• Instruction: Reproduce the full listing that appears beneath this instruction exactly.

# Raw data start

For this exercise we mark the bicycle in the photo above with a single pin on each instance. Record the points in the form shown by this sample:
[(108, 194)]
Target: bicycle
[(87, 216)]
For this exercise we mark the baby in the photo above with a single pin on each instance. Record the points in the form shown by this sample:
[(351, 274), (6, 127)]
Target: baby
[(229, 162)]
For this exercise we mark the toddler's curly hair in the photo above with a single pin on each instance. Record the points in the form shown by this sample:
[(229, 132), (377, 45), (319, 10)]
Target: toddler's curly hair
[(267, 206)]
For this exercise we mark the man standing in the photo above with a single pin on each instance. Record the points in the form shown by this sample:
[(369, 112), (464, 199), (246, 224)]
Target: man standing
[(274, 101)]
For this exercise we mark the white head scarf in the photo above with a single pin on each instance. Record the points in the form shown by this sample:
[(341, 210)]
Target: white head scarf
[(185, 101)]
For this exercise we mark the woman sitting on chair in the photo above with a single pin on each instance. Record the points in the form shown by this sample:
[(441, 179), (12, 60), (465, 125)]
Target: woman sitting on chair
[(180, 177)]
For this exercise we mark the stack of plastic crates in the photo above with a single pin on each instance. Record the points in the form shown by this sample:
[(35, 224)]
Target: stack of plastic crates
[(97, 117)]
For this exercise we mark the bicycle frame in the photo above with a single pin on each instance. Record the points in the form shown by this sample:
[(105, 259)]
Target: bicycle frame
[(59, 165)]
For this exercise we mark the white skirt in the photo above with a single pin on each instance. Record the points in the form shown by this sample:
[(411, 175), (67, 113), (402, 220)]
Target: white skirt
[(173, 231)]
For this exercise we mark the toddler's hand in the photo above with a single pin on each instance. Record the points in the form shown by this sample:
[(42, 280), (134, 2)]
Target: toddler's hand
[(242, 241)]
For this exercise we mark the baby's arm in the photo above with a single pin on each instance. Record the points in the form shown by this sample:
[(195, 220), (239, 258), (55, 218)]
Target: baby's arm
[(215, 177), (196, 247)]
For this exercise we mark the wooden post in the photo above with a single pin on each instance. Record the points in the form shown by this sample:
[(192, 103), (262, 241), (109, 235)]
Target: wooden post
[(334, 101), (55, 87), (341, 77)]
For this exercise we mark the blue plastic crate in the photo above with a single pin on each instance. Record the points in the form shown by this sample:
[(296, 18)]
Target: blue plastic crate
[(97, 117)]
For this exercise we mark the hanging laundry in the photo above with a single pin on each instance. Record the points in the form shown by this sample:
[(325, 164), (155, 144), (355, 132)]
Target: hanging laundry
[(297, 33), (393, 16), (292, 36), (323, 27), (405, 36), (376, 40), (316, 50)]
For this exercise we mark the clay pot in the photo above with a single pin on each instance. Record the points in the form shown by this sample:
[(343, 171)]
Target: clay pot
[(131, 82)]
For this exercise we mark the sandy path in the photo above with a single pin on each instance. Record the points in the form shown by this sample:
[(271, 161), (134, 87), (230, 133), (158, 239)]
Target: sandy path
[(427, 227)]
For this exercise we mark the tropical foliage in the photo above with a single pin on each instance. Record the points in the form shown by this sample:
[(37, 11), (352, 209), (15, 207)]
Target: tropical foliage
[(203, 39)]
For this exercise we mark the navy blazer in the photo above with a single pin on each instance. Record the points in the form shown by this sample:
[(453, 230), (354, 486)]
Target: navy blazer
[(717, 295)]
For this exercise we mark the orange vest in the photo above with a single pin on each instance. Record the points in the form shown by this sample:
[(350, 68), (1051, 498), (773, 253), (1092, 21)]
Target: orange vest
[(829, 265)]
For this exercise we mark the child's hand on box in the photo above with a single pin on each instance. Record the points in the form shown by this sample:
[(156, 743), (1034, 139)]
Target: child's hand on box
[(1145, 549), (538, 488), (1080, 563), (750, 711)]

# Raw data end

• Exercise result:
For this exercise we mark the bicycle in the photo above with a single pin on each instance. Record the points in the form shown by this sample:
[(108, 194)]
Target: bicycle
[(87, 216)]
For this exercise we mark the baby in the photo above with a single pin on each instance. Record the points in the form shown by this sample:
[(351, 274), (6, 127)]
Target: baby
[(229, 162)]
For this exercise we mark the toddler's curly hair in the photo above with a single pin on each instance. Record the points in the form shown by this sample:
[(229, 132), (377, 45), (319, 10)]
Target: toddler's curly hair
[(267, 206)]
For this exercise we mark the man standing in the photo above with a single pin on each instance. Record the points in the form shown by this sample:
[(369, 112), (464, 199), (246, 224)]
Target: man standing
[(274, 101)]
For this exercise we mark the white head scarf in the photo above with a single pin on each instance. Record the points in the form shown by this sample:
[(341, 210)]
Target: white head scarf
[(185, 101)]
For this exercise we mark the woman sitting on chair in the photo above with a single pin on each instance. Record the points in the form shown by this sample:
[(441, 179), (12, 60), (465, 125)]
Target: woman sitting on chair
[(180, 177)]
For this exercise we mark the stack of plastic crates in the photo above with a single pin on each instance. Record the points in the form shown by this sample:
[(35, 224)]
Target: stack of plastic crates
[(97, 117)]
For this exercise we mark the bicycle frame in the photo above with a single pin on each instance. Record the points in the form shown by this sample:
[(105, 259)]
Target: bicycle frame
[(59, 165)]
For this exercise we mark the white skirt in the photo above with a single pin on each instance. Record the points in the form shown by this sample:
[(411, 175), (67, 113), (402, 220)]
Target: white skirt
[(173, 231)]
For this exercise we mark the toddler's hand in the photo above with a single pin on each instance. Record the points in the form shown by this sample:
[(42, 280), (134, 2)]
Target: toddler's hand
[(242, 241)]
For this exercise we mark the baby's arm in the photo above with a single pin on each instance. Record the points in the form shown by this sample:
[(195, 220), (239, 258), (55, 218)]
Target: baby's arm
[(215, 177), (196, 247)]
For this exercise we mark the wooden post in the photo above with a single pin on each instance. Record the points in the form shown by this sample:
[(192, 103), (262, 241), (109, 235)]
Target: wooden post
[(334, 101), (55, 87), (341, 77)]
For this exercise we mark the blue plastic crate in the photo above with a single pin on each instance. Record the points in the form shown by this sample:
[(296, 18)]
Target: blue plastic crate
[(97, 117)]
For this exercise we mark the hanging laundry in the photo above with a single pin on each instance. Record the points in the form shown by this sample:
[(325, 164), (155, 144), (355, 132)]
Target: hanging laundry
[(297, 33), (393, 16), (292, 36), (323, 27), (405, 36), (376, 40), (316, 50)]
For this exercise we mark the clay pot in the photo above with a single pin on each instance. Record the points in the form shown by this sample:
[(343, 171)]
Target: clay pot
[(131, 82)]
For this exercise we mark the sandy path in the photo above with a single pin on each instance. Record the points in the form shown by this sample:
[(271, 161), (134, 87), (230, 133), (158, 239)]
Target: sandy path
[(427, 227)]
For this exercise we mark the tropical foliage in the photo above with a single pin on each instance. Record the points in the form shown by this sample:
[(37, 11), (352, 209), (15, 207)]
Target: tropical foliage
[(203, 39)]
For this exercise we mark the navy blazer in the photo above with a single pin on each instance. Record the points in the form shown by this sample:
[(453, 230), (354, 486)]
Target: navy blazer
[(717, 295)]
For this exercise we mark the orange vest in the photo above with a single pin on each instance. Record the points in the form shown by this sample:
[(350, 68), (1051, 498), (773, 253), (1092, 21)]
Target: orange vest
[(829, 265)]
For this exercise we mark the child's hand on box in the photo above with a single pin on each instance. Record the points in the form shown by this sample:
[(156, 743), (1034, 139)]
Target: child's hand on box
[(1145, 549), (538, 488), (1080, 563), (750, 711)]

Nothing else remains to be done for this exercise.